■ **Required work**: Reproduce the rows word for word, starting at the line containing "the woman in" and ending with the final line of the rows.

[Entries that point to named objects]
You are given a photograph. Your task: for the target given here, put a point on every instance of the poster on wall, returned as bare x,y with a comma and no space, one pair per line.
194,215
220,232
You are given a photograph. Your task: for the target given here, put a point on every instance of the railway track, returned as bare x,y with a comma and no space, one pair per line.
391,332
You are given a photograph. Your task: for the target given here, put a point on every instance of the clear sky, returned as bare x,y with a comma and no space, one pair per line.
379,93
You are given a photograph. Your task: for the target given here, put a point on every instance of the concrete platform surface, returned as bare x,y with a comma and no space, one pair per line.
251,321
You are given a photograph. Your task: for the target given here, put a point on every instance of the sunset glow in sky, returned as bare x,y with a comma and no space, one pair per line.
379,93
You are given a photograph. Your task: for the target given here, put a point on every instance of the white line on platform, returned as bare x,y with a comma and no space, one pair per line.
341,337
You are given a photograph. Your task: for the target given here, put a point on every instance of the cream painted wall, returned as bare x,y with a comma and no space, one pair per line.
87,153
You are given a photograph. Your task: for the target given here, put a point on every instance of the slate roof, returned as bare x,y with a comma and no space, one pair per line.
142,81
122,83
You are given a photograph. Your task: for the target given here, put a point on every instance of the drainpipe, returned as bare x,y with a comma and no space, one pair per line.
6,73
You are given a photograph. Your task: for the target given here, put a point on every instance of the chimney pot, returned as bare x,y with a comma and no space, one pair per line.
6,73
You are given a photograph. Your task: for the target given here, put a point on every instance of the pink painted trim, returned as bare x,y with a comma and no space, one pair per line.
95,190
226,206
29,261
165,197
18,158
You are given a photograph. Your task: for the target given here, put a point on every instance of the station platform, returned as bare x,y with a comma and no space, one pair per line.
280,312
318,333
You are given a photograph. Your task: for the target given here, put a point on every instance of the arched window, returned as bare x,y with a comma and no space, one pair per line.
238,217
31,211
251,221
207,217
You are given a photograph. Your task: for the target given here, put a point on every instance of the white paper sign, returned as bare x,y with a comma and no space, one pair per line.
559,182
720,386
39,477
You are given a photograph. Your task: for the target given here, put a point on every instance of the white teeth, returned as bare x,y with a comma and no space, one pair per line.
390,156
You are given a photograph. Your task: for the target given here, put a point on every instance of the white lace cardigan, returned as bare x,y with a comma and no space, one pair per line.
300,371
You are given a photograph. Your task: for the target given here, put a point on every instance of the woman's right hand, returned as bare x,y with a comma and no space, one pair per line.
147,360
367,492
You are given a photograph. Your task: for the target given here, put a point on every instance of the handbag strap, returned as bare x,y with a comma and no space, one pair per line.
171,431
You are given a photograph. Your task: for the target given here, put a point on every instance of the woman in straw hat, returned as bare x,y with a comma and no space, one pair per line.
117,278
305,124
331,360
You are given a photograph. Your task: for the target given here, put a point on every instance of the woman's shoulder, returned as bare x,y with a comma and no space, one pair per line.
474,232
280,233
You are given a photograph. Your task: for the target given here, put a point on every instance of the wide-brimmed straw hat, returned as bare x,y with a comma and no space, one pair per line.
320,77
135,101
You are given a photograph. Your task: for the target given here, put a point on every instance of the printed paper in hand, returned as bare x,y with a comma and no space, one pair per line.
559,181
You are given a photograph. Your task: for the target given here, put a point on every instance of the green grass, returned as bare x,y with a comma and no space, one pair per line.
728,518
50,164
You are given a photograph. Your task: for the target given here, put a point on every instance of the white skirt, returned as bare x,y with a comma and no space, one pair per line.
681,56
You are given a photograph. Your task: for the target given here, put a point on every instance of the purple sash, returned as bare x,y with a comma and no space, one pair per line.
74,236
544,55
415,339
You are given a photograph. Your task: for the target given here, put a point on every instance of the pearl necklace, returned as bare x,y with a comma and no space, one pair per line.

■ **Answer to this problem**:
You are given a photograph. Your task: for the target given here, put a point on every instance of the woman in straw hat, returned as bare x,y with a comma and no space, one pair per line.
117,278
305,124
331,360
You are given a photograph. Your task: for the target given here, put a point on every instance of the woman's shoulder, returned as bare x,y with a comma and no space, one pair per line.
474,232
280,233
You are given a photograph. Your task: for the target given here, put a point on every instance of the wide-brimmed straw hat, returned as bare x,y with a comma and no space, one pair per line.
320,77
135,101
You are given a photograph. Your task: for the target given here, put a point on every instance of the printed paper in hand, returned as bare x,y with a comma and no space, one pair per line.
559,181
You are given a photograph. Your task: for the target given here, put a point on every instance of the green grass, returned as bare x,y with a comma and no space, one pair per line.
728,518
50,164
You are given a photograph. Your task: for the target given here, put a point on every instance of the white skirt, returned as bare x,y with a comma and no space, one pair per line.
681,56
You are given a photograph. Your task: for the target given here, put a point on every instance of the purple sash, returned as bare x,y with a comma and no space, one pair per line.
74,236
544,55
415,339
You are given a photograph. Your task: for the target given here, put a point on every instance of the pearl necklace, returned as bare x,y with a comma and no space, one pair per line.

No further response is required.